### WHAT YOU ARE ASKED TO DO
Across the following data, state how many lines include the word "gazelle". Provide the number alone.

[Opening INPUT DATA section]

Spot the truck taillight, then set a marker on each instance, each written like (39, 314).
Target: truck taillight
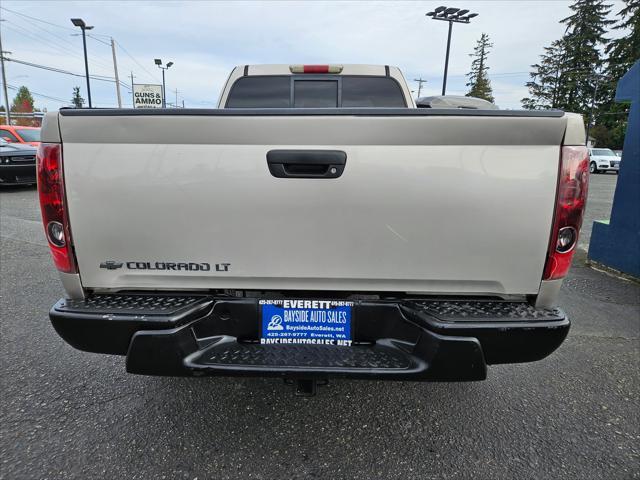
(571, 199)
(53, 207)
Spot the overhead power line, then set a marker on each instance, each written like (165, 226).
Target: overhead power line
(101, 78)
(13, 87)
(103, 64)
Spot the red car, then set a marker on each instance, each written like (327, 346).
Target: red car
(18, 134)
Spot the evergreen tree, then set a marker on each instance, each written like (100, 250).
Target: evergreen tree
(479, 83)
(567, 75)
(77, 100)
(584, 60)
(544, 86)
(23, 103)
(622, 53)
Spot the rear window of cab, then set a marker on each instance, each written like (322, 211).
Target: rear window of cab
(312, 91)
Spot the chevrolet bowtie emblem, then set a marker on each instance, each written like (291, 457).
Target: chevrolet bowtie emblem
(111, 265)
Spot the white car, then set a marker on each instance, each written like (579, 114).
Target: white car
(603, 160)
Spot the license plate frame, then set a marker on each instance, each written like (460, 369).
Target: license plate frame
(306, 322)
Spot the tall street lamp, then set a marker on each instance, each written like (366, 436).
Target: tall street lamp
(450, 15)
(78, 22)
(164, 96)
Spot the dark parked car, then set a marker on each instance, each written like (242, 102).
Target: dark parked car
(17, 163)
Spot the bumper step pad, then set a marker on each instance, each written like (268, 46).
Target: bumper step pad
(326, 357)
(408, 339)
(165, 305)
(484, 310)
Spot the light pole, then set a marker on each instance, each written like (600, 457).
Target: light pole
(450, 15)
(78, 22)
(164, 96)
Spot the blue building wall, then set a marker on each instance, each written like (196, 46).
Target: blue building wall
(617, 244)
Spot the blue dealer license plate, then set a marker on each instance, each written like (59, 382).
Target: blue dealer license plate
(315, 322)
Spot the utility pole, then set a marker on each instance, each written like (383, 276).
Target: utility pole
(420, 82)
(158, 62)
(78, 22)
(4, 84)
(133, 98)
(115, 71)
(593, 102)
(450, 15)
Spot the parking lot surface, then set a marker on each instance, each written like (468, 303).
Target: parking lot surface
(69, 414)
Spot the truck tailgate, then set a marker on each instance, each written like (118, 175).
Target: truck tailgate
(427, 202)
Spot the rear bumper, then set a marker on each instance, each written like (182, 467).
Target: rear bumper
(404, 340)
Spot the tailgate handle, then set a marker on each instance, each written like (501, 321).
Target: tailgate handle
(306, 163)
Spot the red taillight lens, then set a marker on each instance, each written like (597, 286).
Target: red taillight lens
(315, 68)
(52, 205)
(571, 199)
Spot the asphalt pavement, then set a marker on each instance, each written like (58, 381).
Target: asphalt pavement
(70, 414)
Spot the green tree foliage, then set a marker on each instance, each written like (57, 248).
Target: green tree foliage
(583, 67)
(544, 86)
(583, 60)
(566, 76)
(621, 53)
(23, 103)
(479, 83)
(77, 101)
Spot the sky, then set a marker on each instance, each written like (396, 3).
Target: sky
(206, 39)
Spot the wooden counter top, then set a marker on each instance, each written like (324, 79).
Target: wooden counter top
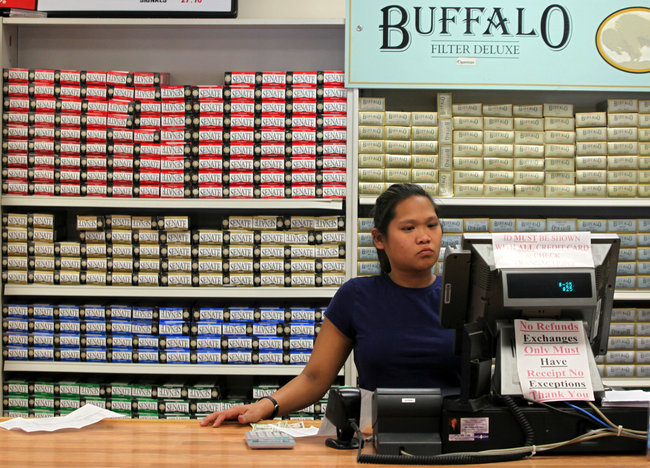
(163, 443)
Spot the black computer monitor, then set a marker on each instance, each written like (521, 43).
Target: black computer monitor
(479, 300)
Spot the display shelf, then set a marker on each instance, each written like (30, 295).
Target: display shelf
(150, 369)
(632, 295)
(172, 203)
(167, 292)
(628, 383)
(533, 202)
(177, 22)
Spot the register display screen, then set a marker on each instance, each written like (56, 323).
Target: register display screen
(549, 285)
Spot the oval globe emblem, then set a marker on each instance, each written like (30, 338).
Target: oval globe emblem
(623, 40)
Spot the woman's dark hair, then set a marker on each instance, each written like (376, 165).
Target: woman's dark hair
(384, 211)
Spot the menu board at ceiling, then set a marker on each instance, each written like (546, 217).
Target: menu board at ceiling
(505, 44)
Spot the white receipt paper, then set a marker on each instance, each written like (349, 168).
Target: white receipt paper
(84, 416)
(542, 249)
(552, 360)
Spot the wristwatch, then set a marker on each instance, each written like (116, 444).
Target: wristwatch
(276, 407)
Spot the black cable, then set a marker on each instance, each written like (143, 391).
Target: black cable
(565, 412)
(451, 458)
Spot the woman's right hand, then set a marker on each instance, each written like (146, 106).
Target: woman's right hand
(245, 414)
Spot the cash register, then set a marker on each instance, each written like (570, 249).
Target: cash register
(481, 301)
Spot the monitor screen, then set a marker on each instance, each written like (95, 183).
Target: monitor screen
(549, 285)
(474, 289)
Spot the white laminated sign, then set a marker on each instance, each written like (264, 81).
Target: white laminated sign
(552, 360)
(542, 250)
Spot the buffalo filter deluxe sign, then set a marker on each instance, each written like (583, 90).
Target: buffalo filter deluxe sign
(510, 44)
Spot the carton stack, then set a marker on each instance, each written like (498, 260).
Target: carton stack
(622, 147)
(396, 147)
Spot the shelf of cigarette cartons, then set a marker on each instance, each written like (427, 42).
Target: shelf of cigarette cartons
(291, 35)
(486, 207)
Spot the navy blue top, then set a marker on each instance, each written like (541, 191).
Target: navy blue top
(396, 332)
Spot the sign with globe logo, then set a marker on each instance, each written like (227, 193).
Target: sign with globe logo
(623, 40)
(554, 45)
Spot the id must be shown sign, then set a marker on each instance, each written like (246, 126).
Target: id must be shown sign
(509, 44)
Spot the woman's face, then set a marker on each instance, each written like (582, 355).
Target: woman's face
(413, 238)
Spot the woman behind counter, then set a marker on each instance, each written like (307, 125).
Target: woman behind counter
(391, 321)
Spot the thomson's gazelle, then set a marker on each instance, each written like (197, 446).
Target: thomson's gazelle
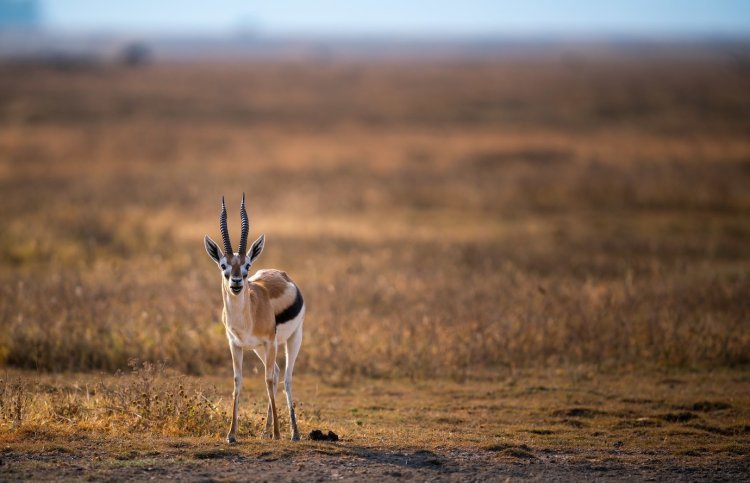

[Closing INPUT DATA section]

### TASK SOLUTION
2